2021年5月刊行のアンソロジー『2020年 コロナ禍歌集』の続編。 「コロナ禍」を短歌で表現した644首。 第2部には、科学者でもある永田和宏氏の講演「コロナ的非日常の日常」を採録。 資料として「コロナ禍をめぐる主なできごと」(年表)他も収録。 歌人たちが「コロナ禍」とどのように対峙したかが見える1冊となっている。―『続 コロナ禍歌集 2021年~2022年』のアマゾン概要より

「コロナ禍歌集」の作品

3月16日の朝日新聞の天声人語欄で、掲載の短歌が紹介されました。

作者は現代歌人協会に属する歌人の方たちです。

掲載の作品をこちらもに紹介させていただきます。

 

人類は「パンツをはいたサル」であり「マスクをつけたサル」ともなつた

作者は香川ヒサ (作者名は歌人なので敬称略)

マスクについては現在は、「個人の判断」に着用を任されるようになりました。

それで、天声人語では「コロナ禍歌集」から、主にマスクの短歌を取り上げています

 

使ひ捨てマスクなれども丁寧に洗ひ青葉の風に干したり

作者 江坂美知子

マスクが不足した頃のことを詠っています。

 

マスクしてレジを待ちをり足型のところに立てと言はれて立ちて

作者 小橋芙沙世

コロナ前はあの足のマークはなかったことが思われます。
■ ■ ■
— 練習問題 —
a: コロナ禍歌集についての引用文のうち、「作者は香川ヒサ (作者名は歌人なので敬称略)」から「マスクが不足した頃のことを詠っています。」までを、「個人の判断」を「各自の判断」に変えて書き直してください。
b: コロナ禍歌集についての引用文と次の記述が合っているかどうかを、はい・いいえで答えてください。それぞれ、判断の決め手となる本文の言葉をそのまま引用してください。(i) 続編には「コロナ禍」を短歌で表現した644首が収められている。(ii) 天声人語欄で短歌が紹介されたのは3月16日である。(iii) 永田和宏氏の講演は第1部に採録されている。
以下の収集データは、この引用文とは関係がありません。

収集データ
■ ■ ■
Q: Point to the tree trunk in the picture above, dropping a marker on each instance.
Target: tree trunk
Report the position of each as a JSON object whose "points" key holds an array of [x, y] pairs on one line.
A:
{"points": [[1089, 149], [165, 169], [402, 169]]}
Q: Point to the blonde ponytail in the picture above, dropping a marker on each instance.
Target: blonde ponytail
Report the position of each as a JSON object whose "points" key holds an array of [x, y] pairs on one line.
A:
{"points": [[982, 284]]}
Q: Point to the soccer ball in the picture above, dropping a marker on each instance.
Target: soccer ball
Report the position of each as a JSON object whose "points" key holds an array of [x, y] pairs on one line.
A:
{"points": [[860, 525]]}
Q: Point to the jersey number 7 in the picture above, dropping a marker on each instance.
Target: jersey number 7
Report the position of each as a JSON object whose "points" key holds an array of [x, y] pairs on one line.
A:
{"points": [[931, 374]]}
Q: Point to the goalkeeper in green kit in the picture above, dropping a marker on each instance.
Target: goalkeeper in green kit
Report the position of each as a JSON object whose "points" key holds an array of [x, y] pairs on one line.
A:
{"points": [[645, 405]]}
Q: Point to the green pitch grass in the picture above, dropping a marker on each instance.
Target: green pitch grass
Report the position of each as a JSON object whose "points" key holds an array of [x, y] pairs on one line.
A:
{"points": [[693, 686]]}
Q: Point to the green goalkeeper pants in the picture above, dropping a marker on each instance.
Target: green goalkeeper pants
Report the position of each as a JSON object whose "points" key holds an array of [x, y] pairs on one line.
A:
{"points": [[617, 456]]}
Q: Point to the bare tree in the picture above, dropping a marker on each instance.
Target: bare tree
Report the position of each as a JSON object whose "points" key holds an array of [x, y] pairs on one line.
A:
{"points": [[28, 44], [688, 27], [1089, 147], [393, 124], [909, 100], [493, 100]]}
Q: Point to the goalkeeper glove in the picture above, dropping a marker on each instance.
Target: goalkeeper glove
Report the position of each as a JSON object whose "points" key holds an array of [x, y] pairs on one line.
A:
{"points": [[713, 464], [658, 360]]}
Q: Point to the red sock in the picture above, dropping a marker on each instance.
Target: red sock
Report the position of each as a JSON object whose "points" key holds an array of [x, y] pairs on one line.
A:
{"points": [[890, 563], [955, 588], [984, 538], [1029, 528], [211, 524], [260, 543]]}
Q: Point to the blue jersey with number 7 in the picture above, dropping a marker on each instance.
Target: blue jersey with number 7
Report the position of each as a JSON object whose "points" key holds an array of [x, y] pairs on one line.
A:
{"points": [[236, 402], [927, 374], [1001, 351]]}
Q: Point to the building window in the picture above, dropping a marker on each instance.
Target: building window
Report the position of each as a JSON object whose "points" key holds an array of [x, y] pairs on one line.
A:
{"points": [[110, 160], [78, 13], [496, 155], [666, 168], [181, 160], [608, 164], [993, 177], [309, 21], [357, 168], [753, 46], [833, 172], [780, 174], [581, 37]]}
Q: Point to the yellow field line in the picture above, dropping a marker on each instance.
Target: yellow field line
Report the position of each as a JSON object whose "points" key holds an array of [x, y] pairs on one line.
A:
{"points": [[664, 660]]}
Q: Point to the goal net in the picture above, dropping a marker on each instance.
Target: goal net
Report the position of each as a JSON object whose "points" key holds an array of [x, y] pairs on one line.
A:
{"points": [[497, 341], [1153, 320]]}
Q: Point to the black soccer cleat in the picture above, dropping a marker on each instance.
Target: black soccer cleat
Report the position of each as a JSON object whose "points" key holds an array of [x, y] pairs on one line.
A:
■ ■ ■
— 解答と解説 —
a:
作者は香川ヒサ (作者名は歌人なので敬称略)

マスクについては現在は、「各自の判断」に着用を任されるようになりました。

それで、天声人語では「コロナ禍歌集」から、主にマスクの短歌を取り上げています

 

使ひ捨てマスクなれども丁寧に洗ひ青葉の風に干したり

作者 江坂美知子

マスクが不足した頃のことを詠っています。

b:
(i) はい。「「コロナ禍」を短歌で表現した644首」
(ii) はい。「3月16日の朝日新聞の天声人語欄で、掲載の短歌が紹介されました」
(iii) いいえ。「第2部には、科学者でもある永田和宏氏の講演「コロナ的非日常の日常」を採録」